### [Written request]
Count the lines of the material below that contain the string "green", with case taken into account. Reply with the number only.

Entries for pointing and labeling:
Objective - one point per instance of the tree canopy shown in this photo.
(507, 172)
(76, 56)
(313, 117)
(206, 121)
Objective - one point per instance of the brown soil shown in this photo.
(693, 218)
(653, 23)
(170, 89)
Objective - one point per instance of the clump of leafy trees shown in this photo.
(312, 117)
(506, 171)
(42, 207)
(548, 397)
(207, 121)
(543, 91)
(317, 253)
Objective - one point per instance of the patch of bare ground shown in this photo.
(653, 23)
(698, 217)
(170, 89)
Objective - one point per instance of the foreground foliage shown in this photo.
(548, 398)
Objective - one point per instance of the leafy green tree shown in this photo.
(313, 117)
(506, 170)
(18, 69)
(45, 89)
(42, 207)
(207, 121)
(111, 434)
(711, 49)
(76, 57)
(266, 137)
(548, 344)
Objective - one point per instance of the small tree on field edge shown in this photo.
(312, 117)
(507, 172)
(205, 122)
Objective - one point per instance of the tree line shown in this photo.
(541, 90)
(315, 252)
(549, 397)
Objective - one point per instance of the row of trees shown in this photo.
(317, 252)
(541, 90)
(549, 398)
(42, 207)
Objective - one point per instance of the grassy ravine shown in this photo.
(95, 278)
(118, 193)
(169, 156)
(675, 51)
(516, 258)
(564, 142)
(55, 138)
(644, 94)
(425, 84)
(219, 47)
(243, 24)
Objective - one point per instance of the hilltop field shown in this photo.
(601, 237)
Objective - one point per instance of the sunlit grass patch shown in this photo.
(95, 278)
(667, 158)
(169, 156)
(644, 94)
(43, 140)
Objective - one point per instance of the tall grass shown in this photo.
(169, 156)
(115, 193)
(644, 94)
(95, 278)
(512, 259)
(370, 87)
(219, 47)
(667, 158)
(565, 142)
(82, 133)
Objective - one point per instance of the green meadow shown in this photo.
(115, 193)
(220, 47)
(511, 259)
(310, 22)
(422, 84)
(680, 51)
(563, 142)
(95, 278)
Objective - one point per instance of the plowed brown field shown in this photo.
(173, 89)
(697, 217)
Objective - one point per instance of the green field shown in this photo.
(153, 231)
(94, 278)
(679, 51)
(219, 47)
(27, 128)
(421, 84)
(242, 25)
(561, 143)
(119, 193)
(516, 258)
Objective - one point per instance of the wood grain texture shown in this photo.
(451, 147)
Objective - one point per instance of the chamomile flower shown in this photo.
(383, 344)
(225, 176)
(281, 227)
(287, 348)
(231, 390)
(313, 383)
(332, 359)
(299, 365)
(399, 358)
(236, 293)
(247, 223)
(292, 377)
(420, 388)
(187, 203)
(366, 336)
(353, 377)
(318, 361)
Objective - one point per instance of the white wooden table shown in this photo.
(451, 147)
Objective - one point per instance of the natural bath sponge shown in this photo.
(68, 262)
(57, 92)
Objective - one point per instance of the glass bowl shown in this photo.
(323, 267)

...

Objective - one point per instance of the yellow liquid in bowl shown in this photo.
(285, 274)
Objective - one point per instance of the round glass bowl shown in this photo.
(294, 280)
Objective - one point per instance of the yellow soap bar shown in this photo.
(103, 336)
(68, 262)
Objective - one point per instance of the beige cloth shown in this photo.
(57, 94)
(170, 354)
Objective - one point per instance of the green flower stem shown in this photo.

--

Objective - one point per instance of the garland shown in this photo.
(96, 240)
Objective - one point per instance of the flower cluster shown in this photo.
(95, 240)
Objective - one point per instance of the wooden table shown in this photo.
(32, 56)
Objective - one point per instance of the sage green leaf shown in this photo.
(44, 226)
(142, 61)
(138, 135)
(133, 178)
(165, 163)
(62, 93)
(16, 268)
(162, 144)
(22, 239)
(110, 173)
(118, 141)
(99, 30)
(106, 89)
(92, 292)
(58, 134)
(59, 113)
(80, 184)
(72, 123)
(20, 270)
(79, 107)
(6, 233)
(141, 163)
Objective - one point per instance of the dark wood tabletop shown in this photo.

### [Full answer]
5